- Task prompt
Please copy the part of the records below that opens with the line containing "Find the mountain" and closes at the end of the records, reproducing every line unchanged.

- Data to use
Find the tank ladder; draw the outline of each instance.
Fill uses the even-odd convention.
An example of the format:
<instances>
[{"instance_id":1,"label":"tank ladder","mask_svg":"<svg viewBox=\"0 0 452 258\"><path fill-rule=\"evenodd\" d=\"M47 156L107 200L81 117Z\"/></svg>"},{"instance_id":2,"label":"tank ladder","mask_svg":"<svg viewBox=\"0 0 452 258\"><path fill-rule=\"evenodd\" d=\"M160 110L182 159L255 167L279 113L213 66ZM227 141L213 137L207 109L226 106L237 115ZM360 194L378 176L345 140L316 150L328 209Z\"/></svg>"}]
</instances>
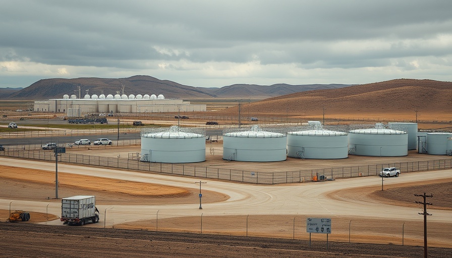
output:
<instances>
[{"instance_id":1,"label":"tank ladder","mask_svg":"<svg viewBox=\"0 0 452 258\"><path fill-rule=\"evenodd\" d=\"M295 153L295 157L301 159L305 159L305 150L304 148L301 151L298 151Z\"/></svg>"},{"instance_id":2,"label":"tank ladder","mask_svg":"<svg viewBox=\"0 0 452 258\"><path fill-rule=\"evenodd\" d=\"M232 160L233 158L234 158L234 155L236 155L235 152L233 152L231 154L229 154L229 157L228 157L228 161L231 161L231 160Z\"/></svg>"}]
</instances>

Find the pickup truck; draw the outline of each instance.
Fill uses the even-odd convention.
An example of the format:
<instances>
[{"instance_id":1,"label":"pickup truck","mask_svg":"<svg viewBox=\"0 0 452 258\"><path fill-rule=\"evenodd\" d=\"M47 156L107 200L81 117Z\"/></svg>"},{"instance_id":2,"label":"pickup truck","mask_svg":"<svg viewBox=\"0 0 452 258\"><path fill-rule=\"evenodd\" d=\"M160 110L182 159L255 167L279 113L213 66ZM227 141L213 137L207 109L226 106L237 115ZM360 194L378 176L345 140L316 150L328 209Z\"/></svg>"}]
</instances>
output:
<instances>
[{"instance_id":1,"label":"pickup truck","mask_svg":"<svg viewBox=\"0 0 452 258\"><path fill-rule=\"evenodd\" d=\"M389 176L394 176L397 177L399 176L399 174L400 173L400 170L397 169L395 167L385 167L380 172L380 176L389 177Z\"/></svg>"}]
</instances>

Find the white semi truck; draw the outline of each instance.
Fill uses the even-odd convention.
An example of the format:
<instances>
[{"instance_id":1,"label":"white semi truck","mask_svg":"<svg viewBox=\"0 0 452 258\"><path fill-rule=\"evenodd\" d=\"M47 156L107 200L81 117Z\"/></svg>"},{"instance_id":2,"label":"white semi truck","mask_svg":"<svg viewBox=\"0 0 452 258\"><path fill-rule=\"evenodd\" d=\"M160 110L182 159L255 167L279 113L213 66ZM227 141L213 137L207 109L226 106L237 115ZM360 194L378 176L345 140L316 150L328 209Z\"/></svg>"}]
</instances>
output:
<instances>
[{"instance_id":1,"label":"white semi truck","mask_svg":"<svg viewBox=\"0 0 452 258\"><path fill-rule=\"evenodd\" d=\"M61 199L61 218L64 224L85 225L99 222L96 197L76 196Z\"/></svg>"}]
</instances>

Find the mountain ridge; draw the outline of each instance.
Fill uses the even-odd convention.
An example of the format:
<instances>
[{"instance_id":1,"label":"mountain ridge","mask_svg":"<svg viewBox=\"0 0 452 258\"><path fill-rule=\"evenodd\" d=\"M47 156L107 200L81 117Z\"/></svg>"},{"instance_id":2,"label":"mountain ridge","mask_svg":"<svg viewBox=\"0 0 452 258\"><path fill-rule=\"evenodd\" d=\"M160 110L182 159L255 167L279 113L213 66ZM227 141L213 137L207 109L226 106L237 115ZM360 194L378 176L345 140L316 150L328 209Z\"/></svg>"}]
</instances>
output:
<instances>
[{"instance_id":1,"label":"mountain ridge","mask_svg":"<svg viewBox=\"0 0 452 258\"><path fill-rule=\"evenodd\" d=\"M49 99L61 98L65 94L80 96L101 94L115 95L117 92L126 95L162 94L166 98L203 99L246 97L253 99L267 98L319 89L348 87L346 84L310 84L291 85L277 84L273 85L234 84L221 88L202 88L184 85L166 80L159 80L144 75L136 75L127 78L105 79L80 78L42 79L29 86L14 91L5 97L7 99ZM1 96L1 95L0 95Z\"/></svg>"}]
</instances>

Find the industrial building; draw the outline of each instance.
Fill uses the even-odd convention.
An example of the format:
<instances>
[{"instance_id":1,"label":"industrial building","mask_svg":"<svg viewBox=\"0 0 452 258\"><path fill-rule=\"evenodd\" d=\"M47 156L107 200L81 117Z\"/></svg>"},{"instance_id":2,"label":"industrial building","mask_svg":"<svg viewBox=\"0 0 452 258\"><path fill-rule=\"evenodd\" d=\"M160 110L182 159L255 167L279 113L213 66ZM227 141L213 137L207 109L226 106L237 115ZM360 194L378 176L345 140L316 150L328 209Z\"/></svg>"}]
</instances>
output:
<instances>
[{"instance_id":1,"label":"industrial building","mask_svg":"<svg viewBox=\"0 0 452 258\"><path fill-rule=\"evenodd\" d=\"M37 100L34 102L35 111L63 112L68 116L95 113L160 113L167 112L205 111L204 104L190 104L179 99L165 99L162 95L156 96L117 94L100 96L85 95L77 98L75 95L68 95L62 99Z\"/></svg>"}]
</instances>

- Response to this exercise
Find the mountain ridge; draw the outline of each instance.
Fill uses the even-odd convention.
An example of the format:
<instances>
[{"instance_id":1,"label":"mountain ridge","mask_svg":"<svg viewBox=\"0 0 452 258\"><path fill-rule=\"evenodd\" d=\"M47 156L107 200L81 117Z\"/></svg>"},{"instance_id":2,"label":"mountain ridge","mask_svg":"<svg viewBox=\"0 0 452 258\"><path fill-rule=\"evenodd\" d=\"M160 110L182 159L255 167L279 113L213 66ZM227 141L213 137L207 109L226 106L237 115ZM360 194L378 176L345 140L316 150L328 209Z\"/></svg>"}]
</instances>
output:
<instances>
[{"instance_id":1,"label":"mountain ridge","mask_svg":"<svg viewBox=\"0 0 452 258\"><path fill-rule=\"evenodd\" d=\"M49 99L61 98L65 94L80 96L101 94L115 95L117 92L126 95L162 94L166 98L203 99L246 97L253 99L267 98L319 89L348 87L346 84L310 84L291 85L277 84L273 85L234 84L221 88L202 88L184 85L166 80L159 80L144 75L136 75L127 78L105 79L80 78L42 79L29 86L14 91L5 97L7 99ZM1 96L1 95L0 95Z\"/></svg>"}]
</instances>

Find the industrial building; draw the outline of each instance.
Fill uses the even-odd convention.
An example of the format:
<instances>
[{"instance_id":1,"label":"industrial building","mask_svg":"<svg viewBox=\"0 0 452 258\"><path fill-rule=\"evenodd\" d=\"M47 156L107 200L81 117Z\"/></svg>"},{"instance_id":2,"label":"industrial building","mask_svg":"<svg viewBox=\"0 0 452 258\"><path fill-rule=\"evenodd\" d=\"M160 110L182 159L255 167L279 113L213 66ZM227 141L213 137L207 109L226 106L237 115ZM360 194L378 176L345 140L316 150L328 209Z\"/></svg>"}]
</instances>
output:
<instances>
[{"instance_id":1,"label":"industrial building","mask_svg":"<svg viewBox=\"0 0 452 258\"><path fill-rule=\"evenodd\" d=\"M37 100L34 102L35 111L63 112L68 116L95 113L160 113L167 112L205 111L204 104L190 104L179 99L165 99L162 95L156 96L117 94L100 96L85 95L77 98L75 95L68 95L62 99Z\"/></svg>"}]
</instances>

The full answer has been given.